Dataset rows on where objects appear:
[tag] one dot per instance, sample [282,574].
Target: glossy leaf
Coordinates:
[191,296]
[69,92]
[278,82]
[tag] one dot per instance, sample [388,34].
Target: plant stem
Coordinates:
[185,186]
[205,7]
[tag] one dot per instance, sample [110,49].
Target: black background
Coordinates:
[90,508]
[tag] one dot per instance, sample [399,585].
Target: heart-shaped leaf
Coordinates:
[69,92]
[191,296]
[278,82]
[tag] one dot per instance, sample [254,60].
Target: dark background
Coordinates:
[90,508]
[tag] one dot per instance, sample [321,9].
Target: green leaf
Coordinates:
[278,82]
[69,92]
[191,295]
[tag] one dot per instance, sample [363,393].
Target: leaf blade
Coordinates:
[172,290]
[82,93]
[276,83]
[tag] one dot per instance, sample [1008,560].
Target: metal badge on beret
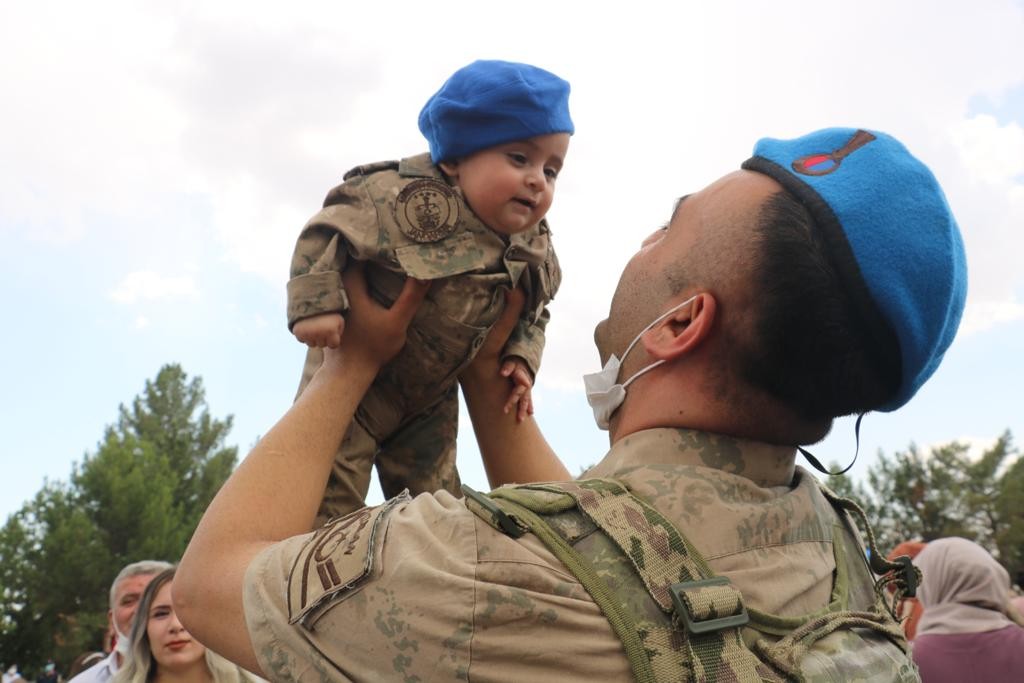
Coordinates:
[427,210]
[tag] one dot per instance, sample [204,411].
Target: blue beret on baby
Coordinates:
[492,102]
[890,235]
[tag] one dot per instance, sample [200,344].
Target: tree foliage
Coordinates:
[138,497]
[912,496]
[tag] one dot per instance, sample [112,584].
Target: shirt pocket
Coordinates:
[449,257]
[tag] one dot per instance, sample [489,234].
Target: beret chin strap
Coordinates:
[816,464]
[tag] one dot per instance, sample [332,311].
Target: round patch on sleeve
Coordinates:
[427,210]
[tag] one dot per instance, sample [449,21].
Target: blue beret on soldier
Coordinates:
[890,235]
[492,102]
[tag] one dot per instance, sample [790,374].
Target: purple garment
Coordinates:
[994,656]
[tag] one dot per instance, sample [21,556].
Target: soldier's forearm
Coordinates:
[512,452]
[273,495]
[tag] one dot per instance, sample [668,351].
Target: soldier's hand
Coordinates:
[520,396]
[322,331]
[374,333]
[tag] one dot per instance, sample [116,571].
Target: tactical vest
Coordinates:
[679,622]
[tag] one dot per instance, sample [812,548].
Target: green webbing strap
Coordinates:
[622,623]
[901,572]
[672,569]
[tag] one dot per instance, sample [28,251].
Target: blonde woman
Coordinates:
[162,651]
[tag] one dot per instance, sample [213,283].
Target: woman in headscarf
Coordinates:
[965,634]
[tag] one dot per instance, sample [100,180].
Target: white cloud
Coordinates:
[148,286]
[992,154]
[988,195]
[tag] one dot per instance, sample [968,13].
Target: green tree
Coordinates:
[916,496]
[139,496]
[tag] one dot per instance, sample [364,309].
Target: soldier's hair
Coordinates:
[143,567]
[806,347]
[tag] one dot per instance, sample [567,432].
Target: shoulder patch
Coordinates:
[427,210]
[367,169]
[336,560]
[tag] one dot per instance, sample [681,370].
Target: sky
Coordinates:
[157,161]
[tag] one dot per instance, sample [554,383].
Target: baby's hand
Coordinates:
[321,331]
[522,381]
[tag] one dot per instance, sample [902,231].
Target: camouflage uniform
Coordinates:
[438,594]
[404,219]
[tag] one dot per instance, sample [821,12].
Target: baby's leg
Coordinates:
[349,479]
[421,455]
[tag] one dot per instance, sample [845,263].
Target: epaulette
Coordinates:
[367,169]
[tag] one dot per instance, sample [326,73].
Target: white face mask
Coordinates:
[603,392]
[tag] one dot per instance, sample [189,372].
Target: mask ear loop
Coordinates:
[644,331]
[817,465]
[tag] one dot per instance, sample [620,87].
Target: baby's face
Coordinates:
[510,186]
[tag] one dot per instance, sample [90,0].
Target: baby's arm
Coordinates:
[521,378]
[321,331]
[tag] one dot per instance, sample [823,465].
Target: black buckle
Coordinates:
[706,626]
[507,524]
[909,575]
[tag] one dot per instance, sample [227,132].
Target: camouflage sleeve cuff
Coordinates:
[313,294]
[526,341]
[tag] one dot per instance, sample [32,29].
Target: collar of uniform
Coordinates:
[419,166]
[765,464]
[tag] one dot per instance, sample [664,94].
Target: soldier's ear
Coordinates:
[683,331]
[451,168]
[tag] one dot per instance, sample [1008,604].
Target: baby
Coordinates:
[468,216]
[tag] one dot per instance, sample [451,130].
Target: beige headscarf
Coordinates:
[963,588]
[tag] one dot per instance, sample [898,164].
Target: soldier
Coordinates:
[826,278]
[469,217]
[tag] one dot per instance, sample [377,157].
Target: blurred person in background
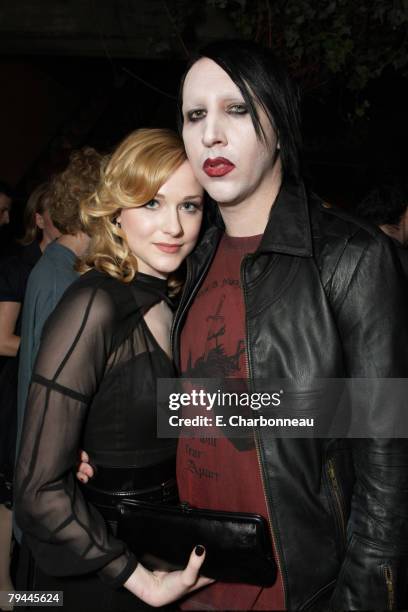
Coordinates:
[14,272]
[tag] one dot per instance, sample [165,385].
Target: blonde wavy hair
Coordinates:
[139,166]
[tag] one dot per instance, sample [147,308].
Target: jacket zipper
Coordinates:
[176,314]
[389,581]
[337,496]
[268,501]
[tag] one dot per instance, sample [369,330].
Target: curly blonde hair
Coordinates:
[38,202]
[68,188]
[139,166]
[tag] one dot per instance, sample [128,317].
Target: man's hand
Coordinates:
[160,588]
[85,469]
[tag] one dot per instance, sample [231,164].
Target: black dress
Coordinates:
[93,387]
[14,272]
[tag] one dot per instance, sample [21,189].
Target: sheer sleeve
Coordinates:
[67,535]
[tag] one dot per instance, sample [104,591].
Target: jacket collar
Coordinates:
[288,229]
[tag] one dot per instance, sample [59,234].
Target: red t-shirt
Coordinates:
[220,473]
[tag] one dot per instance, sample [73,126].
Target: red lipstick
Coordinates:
[168,248]
[218,166]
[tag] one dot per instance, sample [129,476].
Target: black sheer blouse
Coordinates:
[93,386]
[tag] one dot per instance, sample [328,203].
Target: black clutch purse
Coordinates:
[238,545]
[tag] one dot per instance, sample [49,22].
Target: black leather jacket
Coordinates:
[324,295]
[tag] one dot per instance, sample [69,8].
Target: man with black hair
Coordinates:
[386,205]
[5,203]
[283,286]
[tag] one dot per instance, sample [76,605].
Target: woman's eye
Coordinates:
[238,109]
[190,206]
[152,205]
[195,115]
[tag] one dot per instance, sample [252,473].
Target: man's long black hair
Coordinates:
[261,79]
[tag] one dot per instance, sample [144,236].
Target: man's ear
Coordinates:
[39,221]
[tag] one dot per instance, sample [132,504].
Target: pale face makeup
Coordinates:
[231,162]
[165,230]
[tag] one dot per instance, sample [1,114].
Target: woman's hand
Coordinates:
[159,588]
[85,469]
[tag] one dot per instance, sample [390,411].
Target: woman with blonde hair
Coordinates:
[94,384]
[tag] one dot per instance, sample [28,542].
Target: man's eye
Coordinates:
[238,109]
[152,205]
[195,115]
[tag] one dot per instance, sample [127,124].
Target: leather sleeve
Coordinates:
[369,297]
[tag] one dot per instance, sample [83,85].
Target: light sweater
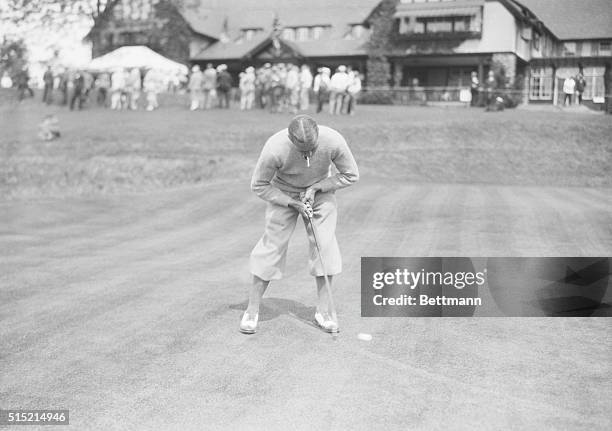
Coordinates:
[282,167]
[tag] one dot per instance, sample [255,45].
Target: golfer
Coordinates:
[294,175]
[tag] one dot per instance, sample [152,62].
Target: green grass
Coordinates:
[112,152]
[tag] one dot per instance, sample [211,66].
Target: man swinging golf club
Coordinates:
[294,176]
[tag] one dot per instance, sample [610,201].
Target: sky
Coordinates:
[43,42]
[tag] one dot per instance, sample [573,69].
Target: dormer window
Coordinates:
[250,33]
[317,31]
[357,30]
[288,33]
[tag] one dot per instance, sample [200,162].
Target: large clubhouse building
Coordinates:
[437,43]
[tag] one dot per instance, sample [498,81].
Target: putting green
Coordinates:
[125,310]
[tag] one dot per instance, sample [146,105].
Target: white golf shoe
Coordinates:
[326,323]
[248,324]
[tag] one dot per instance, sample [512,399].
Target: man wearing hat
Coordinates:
[294,176]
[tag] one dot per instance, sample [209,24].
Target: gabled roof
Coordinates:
[574,19]
[221,51]
[215,17]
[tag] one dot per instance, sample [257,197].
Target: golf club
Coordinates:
[327,286]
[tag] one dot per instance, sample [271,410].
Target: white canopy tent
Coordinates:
[136,56]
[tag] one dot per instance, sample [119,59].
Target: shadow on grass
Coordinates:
[272,308]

[Aim of the exercise] Extract word for word the lines of the records above, starting with the line that contains "[tag] one dot per instance, sample [211,66]." and continuing through the final line of the records, with both ends included.

[Task result]
[tag] one dot per instance, sample [211,66].
Target: man swinging golf club
Coordinates:
[294,176]
[tag] one dot per instance, sample [610,201].
Target: sky
Coordinates:
[43,42]
[tag] one dot per instance, sample [573,69].
Target: dormer window
Coordinates:
[250,33]
[317,31]
[357,30]
[288,33]
[tag] one dot per instance, sample [200,162].
Target: large clubhouse building
Coordinates:
[437,43]
[tag] one dot per instance, sample [498,81].
Target: putting green
Coordinates:
[125,310]
[tag] one dot per instance, sample [146,105].
Target: white golf shoe
Coordinates:
[326,323]
[248,324]
[tag] one dot per instance, sample [512,399].
Target: man wearing hat
Coordinates:
[294,176]
[tag] one dot per instance, sample [209,24].
Target: gabled roof
Coordinates:
[574,19]
[221,51]
[215,17]
[tag] one dot per instance, sample [257,197].
Target: golf club
Coordinates:
[327,286]
[tag] one dot per instance, sample [271,410].
Target: white canopy tent
Coordinates:
[136,56]
[tag] one dot per instance, sample [119,59].
Target: shadow on grass
Coordinates:
[272,308]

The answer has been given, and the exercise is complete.